--- Challenge 1 ---
According to the patch discussion, which file does the patch change?

--- Source passage ---
------------------------------------------------------------

I was thinking to add likely like so:

return likely(tls_ptr && tls_ptr != (void *)-1) ? tls_ptr +
tls_index.offset : NULL;


and then hope that Clang will prioritize leaving non-NULL code path as
linear as possible

>
> I think that we can leave patch for a while. I will do some investigation
> in llvm side to see whether I can come up with some heuristics to benefit
> verifier in terms of verified insns.
>
> >
> >> Test with llvm20 and llvm21 as well and all strobemeta related selftests
> >> are passed.
> >>
> >>    [1] https://github.com/llvm/llvm-project/pull/161000
> >>
> >> Signed-off-by: Yonghong Song <yonghong.song@linux.dev>
> >> ---
> >>   tools/testing/selftests/bpf/progs/strobemeta.h | 6 +++---
> >>   1 file changed, 3 insertions(+), 3 deletions(-)

------------------------------------------------------------

--- Records shown ---
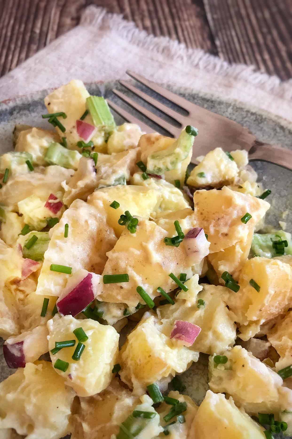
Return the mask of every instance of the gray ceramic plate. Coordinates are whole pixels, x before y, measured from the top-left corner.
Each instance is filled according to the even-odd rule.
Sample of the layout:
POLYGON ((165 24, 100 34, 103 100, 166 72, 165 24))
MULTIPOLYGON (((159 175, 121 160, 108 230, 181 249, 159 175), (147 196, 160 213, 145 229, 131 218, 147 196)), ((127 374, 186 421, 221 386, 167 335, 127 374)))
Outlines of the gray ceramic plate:
MULTIPOLYGON (((112 93, 113 88, 120 87, 118 83, 89 84, 87 86, 91 94, 109 97, 128 111, 131 111, 128 107, 127 108, 126 104, 118 100, 112 93)), ((141 88, 142 89, 142 86, 141 88)), ((249 108, 240 102, 228 101, 204 93, 195 92, 186 88, 179 90, 172 87, 169 87, 169 89, 191 102, 246 126, 256 136, 259 140, 292 148, 292 123, 287 120, 275 117, 257 108, 249 108)), ((125 92, 125 90, 123 91, 125 92)), ((149 90, 147 91, 149 93, 149 90)), ((130 94, 127 94, 126 91, 125 93, 130 94)), ((47 90, 44 90, 0 104, 0 153, 12 148, 12 133, 15 123, 26 124, 43 128, 50 126, 47 122, 43 121, 41 117, 42 114, 46 112, 43 98, 46 94, 47 90)), ((181 111, 175 105, 170 104, 161 97, 155 94, 150 94, 174 109, 181 111)), ((154 111, 151 106, 145 103, 143 104, 151 111, 154 111)), ((135 115, 140 117, 139 114, 135 115)), ((162 117, 167 121, 172 122, 167 116, 162 115, 162 117)), ((117 123, 122 123, 123 120, 116 114, 115 119, 117 123)), ((142 117, 141 119, 145 123, 153 126, 153 131, 159 130, 155 125, 152 125, 146 119, 142 117)), ((193 125, 196 126, 196 121, 193 121, 193 125)), ((161 133, 167 134, 163 131, 161 133)), ((216 148, 216 145, 214 144, 214 147, 216 148)), ((259 181, 262 183, 264 188, 272 191, 272 194, 268 199, 271 204, 271 208, 267 215, 266 222, 275 227, 278 227, 278 221, 284 220, 281 217, 282 213, 286 210, 290 212, 292 210, 291 171, 265 162, 254 162, 252 166, 258 173, 259 181)), ((292 230, 292 220, 289 213, 285 220, 287 223, 288 231, 292 230)), ((2 355, 0 355, 0 379, 3 380, 14 371, 8 370, 2 355)), ((201 355, 199 361, 194 363, 182 377, 187 386, 187 392, 197 403, 202 401, 208 387, 207 362, 207 356, 201 355)))

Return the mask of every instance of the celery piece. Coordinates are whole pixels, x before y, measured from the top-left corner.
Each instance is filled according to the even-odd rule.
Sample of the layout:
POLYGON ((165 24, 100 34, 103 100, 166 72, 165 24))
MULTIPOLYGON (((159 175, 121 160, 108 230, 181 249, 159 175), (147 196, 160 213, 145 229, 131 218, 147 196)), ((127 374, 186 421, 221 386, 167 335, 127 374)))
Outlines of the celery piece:
POLYGON ((59 143, 53 143, 48 148, 44 159, 50 165, 58 165, 76 170, 82 157, 78 151, 67 149, 59 143))
POLYGON ((292 240, 291 234, 280 230, 274 233, 255 233, 253 237, 251 249, 254 255, 258 255, 265 258, 274 258, 275 256, 280 256, 276 253, 276 249, 273 248, 273 241, 279 240, 280 238, 276 236, 278 235, 282 241, 286 240, 288 246, 285 248, 284 255, 292 255, 292 240))
POLYGON ((43 261, 43 255, 46 250, 50 242, 48 232, 36 232, 34 230, 27 235, 27 238, 22 248, 24 258, 28 258, 34 261, 43 261), (29 241, 33 235, 38 238, 34 245, 27 249, 25 245, 29 241))
POLYGON ((86 104, 96 126, 104 125, 110 130, 115 128, 116 124, 114 116, 103 97, 89 96, 86 99, 86 104))

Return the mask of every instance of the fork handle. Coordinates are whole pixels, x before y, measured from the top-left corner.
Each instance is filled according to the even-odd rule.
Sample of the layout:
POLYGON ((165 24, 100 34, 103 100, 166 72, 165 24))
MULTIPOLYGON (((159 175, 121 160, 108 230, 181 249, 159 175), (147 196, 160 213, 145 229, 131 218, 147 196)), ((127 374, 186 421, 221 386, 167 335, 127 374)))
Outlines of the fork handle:
POLYGON ((269 162, 292 171, 292 150, 256 141, 249 151, 249 159, 269 162))

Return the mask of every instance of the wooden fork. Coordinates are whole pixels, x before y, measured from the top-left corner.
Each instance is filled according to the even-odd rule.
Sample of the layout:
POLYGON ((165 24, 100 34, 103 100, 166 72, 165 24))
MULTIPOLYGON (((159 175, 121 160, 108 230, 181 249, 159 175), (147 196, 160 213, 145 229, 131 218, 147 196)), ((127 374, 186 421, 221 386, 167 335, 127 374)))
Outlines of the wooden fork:
MULTIPOLYGON (((120 81, 120 83, 128 90, 178 122, 180 124, 180 127, 178 128, 152 113, 118 90, 115 89, 113 90, 114 93, 123 101, 168 131, 174 137, 178 137, 182 128, 186 125, 193 125, 198 128, 199 134, 194 143, 192 163, 197 163, 196 157, 205 155, 214 148, 221 147, 228 151, 245 149, 249 152, 250 161, 269 162, 292 170, 292 150, 260 142, 247 128, 240 124, 196 105, 133 72, 127 71, 126 72, 136 81, 188 112, 187 116, 182 115, 132 84, 125 81, 120 81)), ((130 113, 111 101, 107 100, 107 102, 110 106, 125 120, 139 125, 142 130, 146 133, 153 132, 153 129, 130 113)))

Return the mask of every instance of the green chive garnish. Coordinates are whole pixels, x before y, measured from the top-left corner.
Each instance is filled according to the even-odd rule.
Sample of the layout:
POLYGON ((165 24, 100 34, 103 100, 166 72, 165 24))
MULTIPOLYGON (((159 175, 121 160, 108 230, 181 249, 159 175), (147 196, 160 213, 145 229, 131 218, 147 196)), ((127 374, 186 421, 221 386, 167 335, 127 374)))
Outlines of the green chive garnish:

------------------------------------------------------------

--- Challenge 2 ---
Reproduce the rows from their start through the line holding "Outlines of the gray", inclusive, and leave out the picture.

--- Output 1 ---
tools/testing/selftests/bpf/progs/strobemeta.h

--- Output 2 ---
Return the mask of every instance of the gray ceramic plate. Coordinates are whole pixels, x before y, measured from the top-left corner.
Each instance is filled according to the even-odd rule.
Sample of the layout:
POLYGON ((165 24, 100 34, 103 100, 166 72, 165 24))
MULTIPOLYGON (((159 175, 121 160, 108 230, 181 249, 159 175), (147 196, 160 213, 145 229, 131 218, 147 196)), ((127 374, 186 421, 221 386, 167 335, 127 374)))
Outlines of the gray ceramic plate:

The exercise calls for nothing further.